_Written instruction:_ Would you set down every entry shown below, precisely as written?

=== Data to process ===

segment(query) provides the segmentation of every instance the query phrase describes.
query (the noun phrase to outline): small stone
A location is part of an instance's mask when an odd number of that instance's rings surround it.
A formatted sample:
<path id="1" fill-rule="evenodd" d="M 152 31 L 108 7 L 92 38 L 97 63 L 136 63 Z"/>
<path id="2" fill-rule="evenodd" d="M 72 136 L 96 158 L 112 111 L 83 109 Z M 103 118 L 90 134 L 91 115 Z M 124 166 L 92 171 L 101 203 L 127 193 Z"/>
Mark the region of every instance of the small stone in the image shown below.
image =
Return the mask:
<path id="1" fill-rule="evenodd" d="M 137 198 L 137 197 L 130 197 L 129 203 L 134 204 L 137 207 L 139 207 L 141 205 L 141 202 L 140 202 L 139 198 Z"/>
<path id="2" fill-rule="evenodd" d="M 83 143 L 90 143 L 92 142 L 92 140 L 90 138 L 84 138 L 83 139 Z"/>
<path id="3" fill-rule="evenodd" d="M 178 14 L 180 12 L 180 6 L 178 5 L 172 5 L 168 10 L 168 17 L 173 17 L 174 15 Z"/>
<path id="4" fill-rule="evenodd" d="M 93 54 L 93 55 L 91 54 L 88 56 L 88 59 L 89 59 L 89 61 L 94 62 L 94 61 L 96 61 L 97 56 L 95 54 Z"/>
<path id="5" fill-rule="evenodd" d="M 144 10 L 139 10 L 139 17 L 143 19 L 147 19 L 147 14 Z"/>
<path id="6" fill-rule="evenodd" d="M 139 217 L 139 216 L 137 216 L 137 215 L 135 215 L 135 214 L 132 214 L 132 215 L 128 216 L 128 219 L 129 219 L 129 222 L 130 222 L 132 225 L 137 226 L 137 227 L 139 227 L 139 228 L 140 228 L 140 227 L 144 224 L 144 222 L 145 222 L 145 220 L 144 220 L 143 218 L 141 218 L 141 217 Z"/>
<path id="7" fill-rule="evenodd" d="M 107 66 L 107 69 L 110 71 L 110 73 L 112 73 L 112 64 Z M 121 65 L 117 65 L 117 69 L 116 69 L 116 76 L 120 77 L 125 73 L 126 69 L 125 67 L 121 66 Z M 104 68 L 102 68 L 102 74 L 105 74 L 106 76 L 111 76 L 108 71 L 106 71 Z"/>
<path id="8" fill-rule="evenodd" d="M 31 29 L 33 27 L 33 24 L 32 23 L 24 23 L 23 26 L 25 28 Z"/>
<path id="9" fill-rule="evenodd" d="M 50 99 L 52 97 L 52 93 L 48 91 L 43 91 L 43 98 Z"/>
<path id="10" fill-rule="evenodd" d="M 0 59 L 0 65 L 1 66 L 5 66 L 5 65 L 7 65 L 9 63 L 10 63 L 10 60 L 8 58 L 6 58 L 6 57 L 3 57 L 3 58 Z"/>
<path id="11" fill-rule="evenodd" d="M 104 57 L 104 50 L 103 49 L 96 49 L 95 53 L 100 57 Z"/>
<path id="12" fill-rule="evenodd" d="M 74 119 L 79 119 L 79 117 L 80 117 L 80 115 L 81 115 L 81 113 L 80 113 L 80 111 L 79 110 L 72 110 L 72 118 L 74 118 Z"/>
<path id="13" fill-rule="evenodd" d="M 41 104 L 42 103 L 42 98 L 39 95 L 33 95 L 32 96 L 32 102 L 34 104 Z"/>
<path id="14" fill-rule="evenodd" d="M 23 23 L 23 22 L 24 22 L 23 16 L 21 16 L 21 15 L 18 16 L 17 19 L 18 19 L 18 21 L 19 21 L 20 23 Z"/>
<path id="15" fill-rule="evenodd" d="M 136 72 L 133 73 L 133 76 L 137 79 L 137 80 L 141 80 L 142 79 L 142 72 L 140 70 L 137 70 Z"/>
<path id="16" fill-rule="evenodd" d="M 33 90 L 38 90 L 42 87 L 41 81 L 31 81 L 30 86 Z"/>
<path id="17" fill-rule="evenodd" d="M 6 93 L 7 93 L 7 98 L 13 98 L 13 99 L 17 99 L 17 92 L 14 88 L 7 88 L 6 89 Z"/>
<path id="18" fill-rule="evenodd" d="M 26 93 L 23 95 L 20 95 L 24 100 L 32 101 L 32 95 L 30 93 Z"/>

===

_Answer for the task:_
segment(query) provides the segmentation of every instance the query phrase describes.
query (the noun phrase to outline): small stone
A location is part of an instance's mask when an odd number of that instance's rings surround it.
A formatted sample:
<path id="1" fill-rule="evenodd" d="M 152 31 L 108 7 L 92 38 L 97 63 L 136 63 Z"/>
<path id="2" fill-rule="evenodd" d="M 72 136 L 96 158 L 112 111 L 83 109 Z M 103 118 L 90 134 L 91 115 Z M 124 166 L 92 171 L 101 203 L 127 193 Z"/>
Mark the region of every instance of the small stone in the image shown below.
image =
Return the mask:
<path id="1" fill-rule="evenodd" d="M 137 198 L 137 197 L 130 197 L 129 203 L 134 204 L 137 207 L 139 207 L 141 205 L 141 202 L 140 202 L 139 198 Z"/>
<path id="2" fill-rule="evenodd" d="M 83 143 L 90 143 L 92 142 L 92 140 L 90 138 L 84 138 L 83 139 Z"/>
<path id="3" fill-rule="evenodd" d="M 178 14 L 180 12 L 180 6 L 178 5 L 172 5 L 168 10 L 168 17 L 173 17 L 174 15 Z"/>
<path id="4" fill-rule="evenodd" d="M 93 54 L 93 55 L 91 54 L 88 56 L 88 59 L 89 59 L 89 61 L 94 62 L 94 61 L 96 61 L 97 56 L 95 54 Z"/>
<path id="5" fill-rule="evenodd" d="M 144 10 L 139 10 L 139 17 L 143 19 L 147 19 L 147 14 Z"/>
<path id="6" fill-rule="evenodd" d="M 139 217 L 139 216 L 137 216 L 137 215 L 135 215 L 135 214 L 132 214 L 132 215 L 128 216 L 128 219 L 129 219 L 129 222 L 130 222 L 132 225 L 137 226 L 137 227 L 139 227 L 139 228 L 140 228 L 140 227 L 144 224 L 144 222 L 145 222 L 145 220 L 144 220 L 143 218 L 141 218 L 141 217 Z"/>
<path id="7" fill-rule="evenodd" d="M 107 66 L 107 69 L 110 71 L 110 73 L 112 73 L 112 64 Z M 121 65 L 117 65 L 117 69 L 116 69 L 116 76 L 120 77 L 125 73 L 126 69 L 125 67 L 121 66 Z M 104 68 L 102 68 L 102 74 L 105 74 L 106 76 L 111 76 L 108 71 L 106 71 Z"/>
<path id="8" fill-rule="evenodd" d="M 31 29 L 33 27 L 33 24 L 32 23 L 24 23 L 23 26 L 25 28 Z"/>
<path id="9" fill-rule="evenodd" d="M 50 99 L 52 97 L 52 93 L 48 91 L 43 91 L 43 98 Z"/>
<path id="10" fill-rule="evenodd" d="M 0 59 L 0 65 L 1 66 L 5 66 L 5 65 L 7 65 L 9 63 L 10 63 L 10 60 L 8 58 L 6 58 L 6 57 L 3 57 L 3 58 Z"/>
<path id="11" fill-rule="evenodd" d="M 104 57 L 104 50 L 103 49 L 96 49 L 95 53 L 100 57 Z"/>
<path id="12" fill-rule="evenodd" d="M 74 119 L 79 119 L 79 117 L 80 117 L 80 115 L 81 115 L 81 113 L 80 113 L 80 111 L 79 110 L 72 110 L 72 118 L 74 118 Z"/>
<path id="13" fill-rule="evenodd" d="M 41 104 L 42 103 L 42 98 L 39 95 L 33 95 L 32 96 L 32 102 L 34 104 Z"/>
<path id="14" fill-rule="evenodd" d="M 23 23 L 23 22 L 24 22 L 23 16 L 21 16 L 21 15 L 18 16 L 17 19 L 18 19 L 18 21 L 19 21 L 20 23 Z"/>
<path id="15" fill-rule="evenodd" d="M 136 72 L 133 73 L 133 76 L 137 79 L 137 80 L 141 80 L 142 79 L 142 72 L 140 70 L 137 70 Z"/>
<path id="16" fill-rule="evenodd" d="M 33 90 L 38 90 L 42 87 L 41 81 L 31 81 L 30 86 Z"/>
<path id="17" fill-rule="evenodd" d="M 6 93 L 7 93 L 7 98 L 13 98 L 13 99 L 17 99 L 17 92 L 14 88 L 7 88 L 6 89 Z"/>
<path id="18" fill-rule="evenodd" d="M 26 93 L 23 95 L 20 95 L 24 100 L 32 101 L 32 95 L 30 93 Z"/>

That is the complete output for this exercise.